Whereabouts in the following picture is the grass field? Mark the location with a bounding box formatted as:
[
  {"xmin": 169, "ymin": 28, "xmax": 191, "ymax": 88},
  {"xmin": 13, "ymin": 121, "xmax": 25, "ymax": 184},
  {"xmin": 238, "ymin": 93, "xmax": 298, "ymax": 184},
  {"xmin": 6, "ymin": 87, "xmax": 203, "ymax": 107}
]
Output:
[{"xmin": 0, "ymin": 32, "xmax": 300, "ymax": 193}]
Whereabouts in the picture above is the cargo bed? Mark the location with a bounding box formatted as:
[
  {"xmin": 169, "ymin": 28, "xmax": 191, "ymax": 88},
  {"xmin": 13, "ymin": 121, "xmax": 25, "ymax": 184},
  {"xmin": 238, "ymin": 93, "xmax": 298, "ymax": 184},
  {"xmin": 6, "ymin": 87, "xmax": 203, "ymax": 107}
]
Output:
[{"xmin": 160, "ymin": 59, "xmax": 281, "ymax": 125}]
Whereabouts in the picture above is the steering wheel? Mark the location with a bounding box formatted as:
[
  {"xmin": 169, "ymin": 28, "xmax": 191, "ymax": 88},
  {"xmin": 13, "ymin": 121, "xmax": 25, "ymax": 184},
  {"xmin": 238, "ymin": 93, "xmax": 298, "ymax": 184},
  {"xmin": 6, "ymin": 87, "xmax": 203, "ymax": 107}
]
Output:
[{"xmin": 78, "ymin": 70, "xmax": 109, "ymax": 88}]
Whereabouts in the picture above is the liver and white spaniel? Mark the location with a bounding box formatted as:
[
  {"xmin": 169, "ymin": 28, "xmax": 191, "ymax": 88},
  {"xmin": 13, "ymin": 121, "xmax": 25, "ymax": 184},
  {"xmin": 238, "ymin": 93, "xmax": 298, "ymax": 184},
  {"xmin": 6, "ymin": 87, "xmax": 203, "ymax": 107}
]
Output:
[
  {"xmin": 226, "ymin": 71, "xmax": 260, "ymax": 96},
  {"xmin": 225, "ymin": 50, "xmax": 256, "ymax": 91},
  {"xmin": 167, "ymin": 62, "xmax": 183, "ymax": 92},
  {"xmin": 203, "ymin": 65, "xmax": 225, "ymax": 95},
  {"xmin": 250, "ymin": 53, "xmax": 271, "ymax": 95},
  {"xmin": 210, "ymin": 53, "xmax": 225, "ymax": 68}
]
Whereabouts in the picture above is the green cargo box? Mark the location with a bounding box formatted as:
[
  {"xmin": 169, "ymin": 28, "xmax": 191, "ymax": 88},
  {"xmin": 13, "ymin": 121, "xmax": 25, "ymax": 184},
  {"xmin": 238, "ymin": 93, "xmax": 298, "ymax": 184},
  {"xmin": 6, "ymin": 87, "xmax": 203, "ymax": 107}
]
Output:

**WHAT YOU HAVE TO DO**
Express every line of the items above as a JSON list of strings, one string per line, leaving out blank lines.

**SOLUTION FOR THIS EXERCISE**
[
  "Whereabouts in the following picture is the grass field? Mark the location with a bounding box formatted as:",
  "[",
  "  {\"xmin\": 169, \"ymin\": 28, \"xmax\": 191, \"ymax\": 88},",
  "  {\"xmin\": 13, \"ymin\": 121, \"xmax\": 25, \"ymax\": 184},",
  "  {\"xmin\": 238, \"ymin\": 93, \"xmax\": 298, \"ymax\": 184},",
  "  {\"xmin\": 6, \"ymin\": 87, \"xmax\": 203, \"ymax\": 107}",
  "]",
  "Output:",
  "[{\"xmin\": 0, \"ymin\": 32, \"xmax\": 300, \"ymax\": 193}]",
  "Whereabouts in the picture above is the cargo bed? Mark the location with a bounding box formatted as:",
  "[",
  "  {\"xmin\": 169, \"ymin\": 28, \"xmax\": 191, \"ymax\": 88},",
  "  {\"xmin\": 13, \"ymin\": 121, \"xmax\": 25, \"ymax\": 184},",
  "  {\"xmin\": 238, \"ymin\": 93, \"xmax\": 298, \"ymax\": 184},",
  "  {\"xmin\": 6, \"ymin\": 87, \"xmax\": 203, \"ymax\": 107}",
  "]",
  "Output:",
  "[{\"xmin\": 160, \"ymin\": 59, \"xmax\": 281, \"ymax\": 125}]",
  "Whereabouts in the picture above is the steering wheel? Mark the location with a bounding box formatted as:",
  "[",
  "  {\"xmin\": 169, \"ymin\": 28, \"xmax\": 191, \"ymax\": 88},",
  "  {\"xmin\": 13, \"ymin\": 121, \"xmax\": 25, \"ymax\": 184},",
  "  {\"xmin\": 238, \"ymin\": 93, \"xmax\": 298, \"ymax\": 184},",
  "  {\"xmin\": 6, \"ymin\": 87, \"xmax\": 203, \"ymax\": 107}",
  "]",
  "Output:",
  "[{\"xmin\": 78, \"ymin\": 70, \"xmax\": 109, \"ymax\": 88}]",
  "Whereabouts in the picture above is the liver and white spaniel? Mark the location with a bounding box formatted as:",
  "[",
  "  {\"xmin\": 169, \"ymin\": 28, \"xmax\": 191, \"ymax\": 88},",
  "  {\"xmin\": 13, \"ymin\": 121, \"xmax\": 25, \"ymax\": 184},",
  "  {\"xmin\": 238, \"ymin\": 93, \"xmax\": 298, \"ymax\": 184},",
  "  {\"xmin\": 6, \"ymin\": 87, \"xmax\": 203, \"ymax\": 107}",
  "]",
  "Output:",
  "[",
  "  {\"xmin\": 226, \"ymin\": 71, \"xmax\": 260, \"ymax\": 96},",
  "  {\"xmin\": 225, \"ymin\": 50, \"xmax\": 256, \"ymax\": 91},",
  "  {\"xmin\": 167, \"ymin\": 62, \"xmax\": 183, \"ymax\": 92},",
  "  {\"xmin\": 203, \"ymin\": 65, \"xmax\": 225, \"ymax\": 95},",
  "  {\"xmin\": 250, \"ymin\": 53, \"xmax\": 271, \"ymax\": 95},",
  "  {\"xmin\": 210, \"ymin\": 53, \"xmax\": 225, \"ymax\": 68}",
  "]",
  "Whereabouts in the picture above is the green cargo box? Mark the location with a bounding box formatted as:",
  "[",
  "  {\"xmin\": 169, \"ymin\": 28, \"xmax\": 191, \"ymax\": 88},",
  "  {\"xmin\": 13, \"ymin\": 121, \"xmax\": 25, \"ymax\": 184},",
  "  {\"xmin\": 238, \"ymin\": 93, \"xmax\": 298, \"ymax\": 184},",
  "  {\"xmin\": 6, \"ymin\": 87, \"xmax\": 203, \"ymax\": 107}",
  "]",
  "Output:"
]